**Work instructions**
Identify the line that contains "the wrist, one" in the material. Output it and every line after it, unchanged, through the end.

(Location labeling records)
-------

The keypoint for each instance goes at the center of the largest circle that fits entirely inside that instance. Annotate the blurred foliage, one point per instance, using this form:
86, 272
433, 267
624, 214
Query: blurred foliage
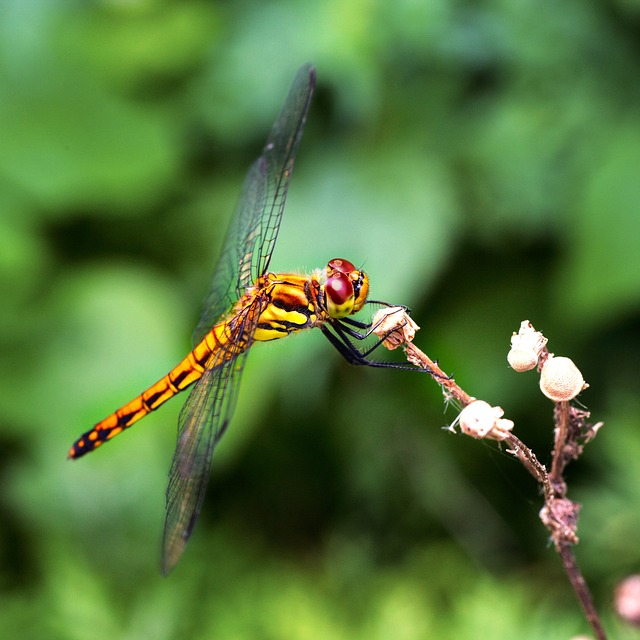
480, 158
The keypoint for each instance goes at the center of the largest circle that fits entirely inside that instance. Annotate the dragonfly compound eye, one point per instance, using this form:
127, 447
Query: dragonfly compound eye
341, 265
339, 295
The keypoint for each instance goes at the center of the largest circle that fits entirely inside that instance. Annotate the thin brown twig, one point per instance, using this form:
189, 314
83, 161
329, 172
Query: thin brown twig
559, 514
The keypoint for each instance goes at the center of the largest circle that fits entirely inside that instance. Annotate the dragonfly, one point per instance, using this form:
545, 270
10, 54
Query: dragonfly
246, 303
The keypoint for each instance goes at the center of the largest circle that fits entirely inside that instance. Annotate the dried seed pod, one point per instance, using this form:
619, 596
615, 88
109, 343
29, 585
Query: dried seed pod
526, 347
480, 420
560, 379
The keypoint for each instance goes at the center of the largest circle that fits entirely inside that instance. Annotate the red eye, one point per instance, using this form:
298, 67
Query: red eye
339, 288
341, 265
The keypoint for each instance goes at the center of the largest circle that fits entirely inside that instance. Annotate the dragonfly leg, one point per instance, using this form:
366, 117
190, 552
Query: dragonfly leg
340, 340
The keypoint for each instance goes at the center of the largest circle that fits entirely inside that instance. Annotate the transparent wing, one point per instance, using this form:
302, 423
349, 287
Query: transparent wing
203, 420
254, 227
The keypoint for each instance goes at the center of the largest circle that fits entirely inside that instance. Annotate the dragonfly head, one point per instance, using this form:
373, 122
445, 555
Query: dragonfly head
346, 288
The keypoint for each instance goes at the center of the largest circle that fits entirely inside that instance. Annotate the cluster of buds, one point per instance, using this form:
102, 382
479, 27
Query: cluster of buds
560, 379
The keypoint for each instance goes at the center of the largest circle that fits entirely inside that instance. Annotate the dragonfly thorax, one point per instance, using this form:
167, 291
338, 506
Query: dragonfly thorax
346, 288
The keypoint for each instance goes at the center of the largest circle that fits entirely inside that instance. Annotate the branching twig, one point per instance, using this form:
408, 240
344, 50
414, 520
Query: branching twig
560, 381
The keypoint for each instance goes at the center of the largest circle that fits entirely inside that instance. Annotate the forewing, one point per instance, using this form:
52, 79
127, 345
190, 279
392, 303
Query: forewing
254, 227
203, 420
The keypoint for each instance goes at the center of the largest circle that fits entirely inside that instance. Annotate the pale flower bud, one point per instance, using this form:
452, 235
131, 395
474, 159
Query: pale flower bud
560, 379
480, 420
526, 347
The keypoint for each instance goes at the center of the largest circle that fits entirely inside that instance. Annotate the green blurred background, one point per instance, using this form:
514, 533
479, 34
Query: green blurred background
481, 159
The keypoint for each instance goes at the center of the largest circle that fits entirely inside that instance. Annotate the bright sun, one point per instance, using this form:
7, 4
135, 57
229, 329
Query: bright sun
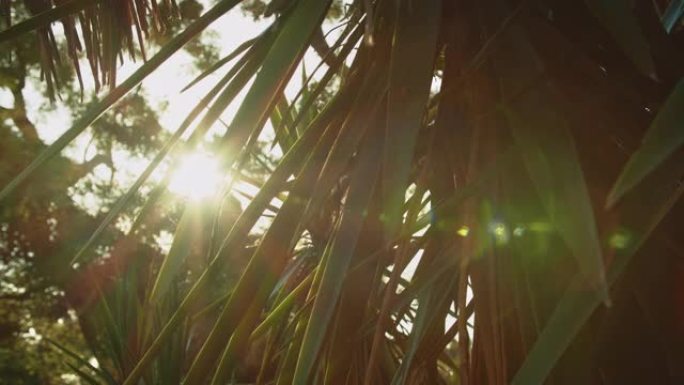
197, 176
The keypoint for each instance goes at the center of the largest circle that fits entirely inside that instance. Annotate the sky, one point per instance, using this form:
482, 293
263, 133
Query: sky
163, 92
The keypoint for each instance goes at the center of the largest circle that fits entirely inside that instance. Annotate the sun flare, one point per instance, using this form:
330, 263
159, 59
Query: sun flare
197, 176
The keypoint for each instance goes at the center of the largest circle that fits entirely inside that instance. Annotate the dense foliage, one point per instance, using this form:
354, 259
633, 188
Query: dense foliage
471, 192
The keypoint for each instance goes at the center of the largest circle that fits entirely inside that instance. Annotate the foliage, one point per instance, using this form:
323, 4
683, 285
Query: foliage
481, 143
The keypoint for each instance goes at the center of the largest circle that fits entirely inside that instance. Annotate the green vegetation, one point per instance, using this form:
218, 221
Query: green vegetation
470, 192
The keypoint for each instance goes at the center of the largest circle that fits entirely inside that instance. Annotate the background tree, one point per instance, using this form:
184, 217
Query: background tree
524, 158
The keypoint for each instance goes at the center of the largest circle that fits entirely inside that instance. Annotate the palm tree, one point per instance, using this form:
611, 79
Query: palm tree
490, 196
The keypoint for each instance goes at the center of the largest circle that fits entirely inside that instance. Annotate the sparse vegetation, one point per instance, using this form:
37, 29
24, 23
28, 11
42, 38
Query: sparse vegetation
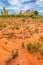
33, 47
2, 25
11, 34
22, 44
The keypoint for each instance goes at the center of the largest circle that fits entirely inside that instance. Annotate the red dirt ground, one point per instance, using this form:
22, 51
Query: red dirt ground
27, 32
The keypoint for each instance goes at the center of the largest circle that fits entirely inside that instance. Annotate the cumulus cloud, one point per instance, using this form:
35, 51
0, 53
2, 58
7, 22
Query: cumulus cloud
22, 4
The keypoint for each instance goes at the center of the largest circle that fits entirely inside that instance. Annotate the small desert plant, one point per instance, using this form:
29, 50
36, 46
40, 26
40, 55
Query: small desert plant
5, 42
14, 54
22, 44
41, 38
16, 26
41, 52
35, 46
2, 25
29, 46
11, 34
23, 20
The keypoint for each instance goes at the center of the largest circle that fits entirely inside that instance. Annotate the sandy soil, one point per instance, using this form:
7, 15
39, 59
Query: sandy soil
27, 32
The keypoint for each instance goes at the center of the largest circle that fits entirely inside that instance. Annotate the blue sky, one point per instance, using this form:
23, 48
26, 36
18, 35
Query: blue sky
17, 5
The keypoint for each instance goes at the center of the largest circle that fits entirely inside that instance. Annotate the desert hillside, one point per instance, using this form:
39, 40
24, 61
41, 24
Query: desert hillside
21, 41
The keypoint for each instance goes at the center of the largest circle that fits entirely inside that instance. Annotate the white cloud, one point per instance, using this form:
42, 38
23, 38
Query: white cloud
39, 2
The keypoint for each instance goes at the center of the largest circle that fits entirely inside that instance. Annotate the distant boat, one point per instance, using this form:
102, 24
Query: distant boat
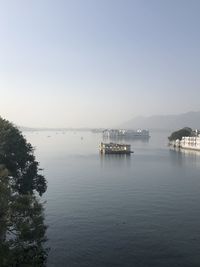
114, 148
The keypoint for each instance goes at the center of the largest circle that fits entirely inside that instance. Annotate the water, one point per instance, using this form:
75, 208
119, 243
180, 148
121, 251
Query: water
140, 210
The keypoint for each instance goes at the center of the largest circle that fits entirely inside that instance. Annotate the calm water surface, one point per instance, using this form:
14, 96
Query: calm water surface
140, 210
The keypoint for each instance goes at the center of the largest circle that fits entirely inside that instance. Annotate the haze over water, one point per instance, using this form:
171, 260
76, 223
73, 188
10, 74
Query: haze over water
139, 210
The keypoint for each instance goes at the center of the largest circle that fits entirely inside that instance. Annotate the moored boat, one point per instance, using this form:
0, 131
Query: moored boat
114, 148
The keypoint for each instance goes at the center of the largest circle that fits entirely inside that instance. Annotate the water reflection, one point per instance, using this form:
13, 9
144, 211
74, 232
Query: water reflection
182, 156
22, 228
115, 160
126, 139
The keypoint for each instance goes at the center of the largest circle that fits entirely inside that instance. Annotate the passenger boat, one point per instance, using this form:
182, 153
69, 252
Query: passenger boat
114, 148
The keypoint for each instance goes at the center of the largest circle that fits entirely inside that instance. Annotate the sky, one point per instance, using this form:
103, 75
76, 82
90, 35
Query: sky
97, 63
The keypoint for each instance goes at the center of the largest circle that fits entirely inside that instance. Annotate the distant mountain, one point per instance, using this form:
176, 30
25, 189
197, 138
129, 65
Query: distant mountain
165, 122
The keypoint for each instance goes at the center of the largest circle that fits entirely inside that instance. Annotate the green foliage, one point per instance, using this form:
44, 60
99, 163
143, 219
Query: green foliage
180, 133
17, 155
22, 228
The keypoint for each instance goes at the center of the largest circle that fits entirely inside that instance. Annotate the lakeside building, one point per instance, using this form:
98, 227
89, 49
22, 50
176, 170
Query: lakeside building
114, 133
188, 142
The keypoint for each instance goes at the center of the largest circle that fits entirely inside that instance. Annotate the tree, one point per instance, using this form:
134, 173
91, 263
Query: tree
17, 155
22, 228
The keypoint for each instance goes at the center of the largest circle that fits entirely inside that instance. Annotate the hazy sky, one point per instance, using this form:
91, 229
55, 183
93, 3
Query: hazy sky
76, 63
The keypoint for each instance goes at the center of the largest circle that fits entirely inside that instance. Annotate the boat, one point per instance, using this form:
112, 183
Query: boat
121, 133
114, 148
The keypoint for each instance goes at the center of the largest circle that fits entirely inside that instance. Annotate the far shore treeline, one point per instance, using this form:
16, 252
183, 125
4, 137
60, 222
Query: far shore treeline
22, 228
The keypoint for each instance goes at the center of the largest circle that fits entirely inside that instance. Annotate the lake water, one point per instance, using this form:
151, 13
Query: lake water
140, 210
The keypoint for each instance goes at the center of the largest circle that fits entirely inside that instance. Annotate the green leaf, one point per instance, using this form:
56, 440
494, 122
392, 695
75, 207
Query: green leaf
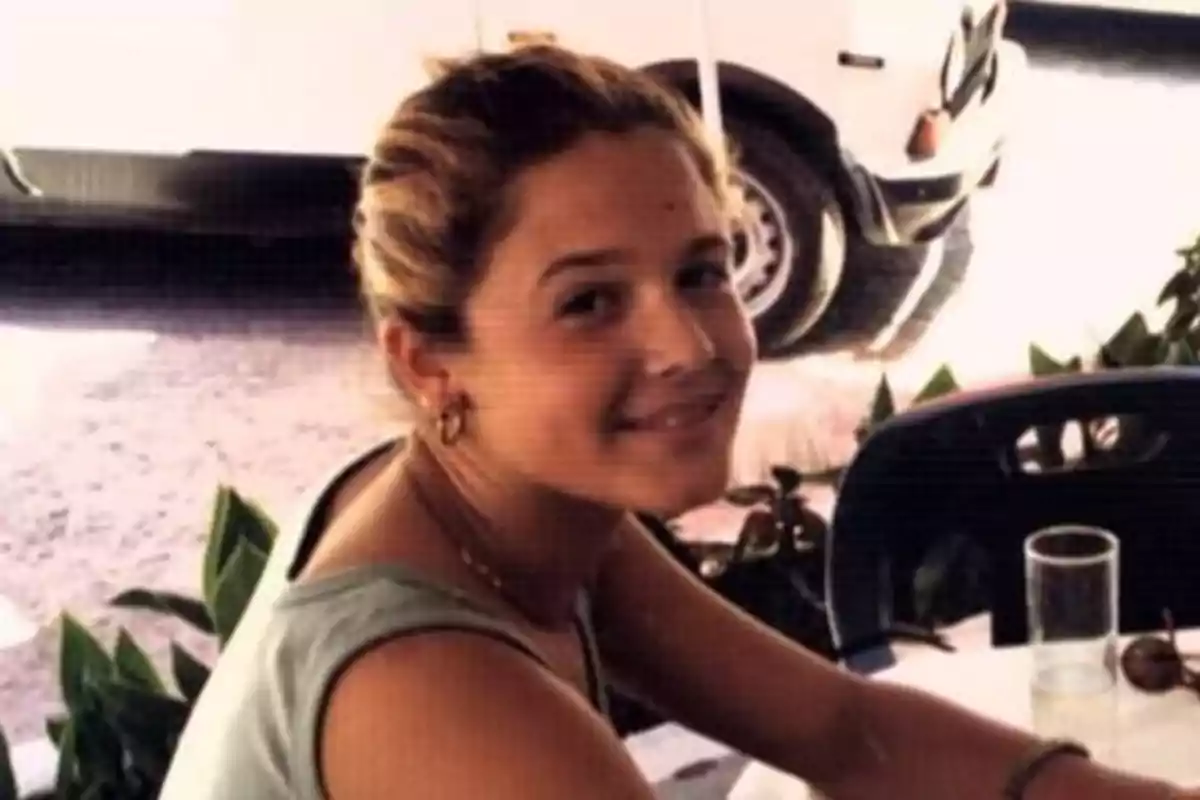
7, 779
133, 665
191, 611
1182, 318
97, 747
149, 723
190, 674
1180, 354
83, 663
1181, 284
942, 383
1042, 364
883, 407
54, 727
234, 521
234, 588
66, 780
1123, 348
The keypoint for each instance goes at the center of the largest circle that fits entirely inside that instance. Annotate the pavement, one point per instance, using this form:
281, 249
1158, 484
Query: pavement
141, 372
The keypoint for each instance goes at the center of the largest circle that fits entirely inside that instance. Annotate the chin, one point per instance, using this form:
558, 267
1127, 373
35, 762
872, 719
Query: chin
678, 497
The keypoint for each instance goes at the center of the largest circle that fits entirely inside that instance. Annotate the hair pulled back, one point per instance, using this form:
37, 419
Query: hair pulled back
433, 192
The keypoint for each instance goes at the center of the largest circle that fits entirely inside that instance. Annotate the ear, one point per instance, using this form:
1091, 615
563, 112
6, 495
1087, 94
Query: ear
415, 365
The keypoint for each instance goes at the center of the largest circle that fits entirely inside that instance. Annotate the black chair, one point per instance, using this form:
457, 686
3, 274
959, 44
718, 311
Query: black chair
958, 467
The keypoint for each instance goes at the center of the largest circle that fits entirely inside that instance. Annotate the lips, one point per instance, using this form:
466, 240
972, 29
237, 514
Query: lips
677, 416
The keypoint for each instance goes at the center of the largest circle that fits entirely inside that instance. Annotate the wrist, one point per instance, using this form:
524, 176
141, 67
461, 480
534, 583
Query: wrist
1065, 779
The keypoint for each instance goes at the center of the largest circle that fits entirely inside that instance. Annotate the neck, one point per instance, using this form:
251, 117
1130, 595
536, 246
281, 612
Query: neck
541, 546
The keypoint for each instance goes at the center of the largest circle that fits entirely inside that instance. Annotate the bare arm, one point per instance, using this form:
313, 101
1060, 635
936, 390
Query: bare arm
460, 717
673, 642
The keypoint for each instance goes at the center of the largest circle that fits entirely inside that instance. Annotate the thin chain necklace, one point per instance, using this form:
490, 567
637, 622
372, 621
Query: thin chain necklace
466, 554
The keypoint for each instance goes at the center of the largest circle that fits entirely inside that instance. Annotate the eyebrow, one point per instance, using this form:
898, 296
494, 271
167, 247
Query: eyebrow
607, 256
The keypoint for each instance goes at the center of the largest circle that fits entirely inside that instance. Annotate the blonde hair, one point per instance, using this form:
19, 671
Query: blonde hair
433, 191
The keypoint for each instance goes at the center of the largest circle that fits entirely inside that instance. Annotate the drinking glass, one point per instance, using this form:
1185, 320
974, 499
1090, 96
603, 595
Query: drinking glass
1071, 573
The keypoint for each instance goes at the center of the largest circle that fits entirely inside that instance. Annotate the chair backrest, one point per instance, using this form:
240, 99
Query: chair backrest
954, 467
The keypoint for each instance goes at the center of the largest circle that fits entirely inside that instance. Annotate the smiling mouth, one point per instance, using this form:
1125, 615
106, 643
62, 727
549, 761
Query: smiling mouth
677, 416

-------

**Exercise result**
The keypoint for each instance goes at the center of the largest circle that fits entirely inside that instance. Annotate the wrist, one point per instance, using this form:
524, 176
141, 67
461, 480
534, 583
Query: wrist
1065, 779
The keypoint for each instance goes at the center of the largest circle that fits entirely inside that instance. Annotate the neck, one point per instance, using this form:
251, 117
1130, 595
536, 246
281, 612
Query: neck
541, 546
The keypoint for each instance goes at the center of the largest circle that fits entirely inside that instance. Annotate the bare arm, one point per instance, using this form:
313, 101
1060, 635
936, 390
Query: bare arm
460, 717
673, 642
The keypoint for each instance goes at the center of the largest circle that fits entirely inside that instance. Annotate the thin chain necklace, one point per instance, using this form:
490, 567
637, 622
372, 621
Query: thin chain necklace
466, 554
The keypoint for each instance goes at the center of the largest circle that fits entirely inside that instance. Annotate the eyebrow, one point per instance, using this form:
898, 296
494, 271
167, 247
Query: eyebrow
607, 256
The keypoint for each instance goes at the center of the largest circle that fits entirely inside that instance. Annotate the blonde hair, one point per instance, using this form:
19, 671
Query: blonde hair
433, 191
The keypoint for each instance goes at the center of the largest circle that fits entirely inside that instance. Annotate the drinking glass, one point per instance, using this form:
1185, 320
974, 499
1090, 96
603, 595
Query: drinking glass
1071, 573
The keypoint for each instance goes at the center of the largest circle that fits entirely inside that instance. Annotate the chair backrest, one point per instance, using this form:
240, 99
Query: chair backrest
954, 467
The keypoint for each instance goes at the center of the largest circle that fits entirely inside that instance. Annotate the smiling mouth, one point per instance, using this form:
1125, 615
106, 643
62, 727
549, 761
Query: smiling mouth
677, 416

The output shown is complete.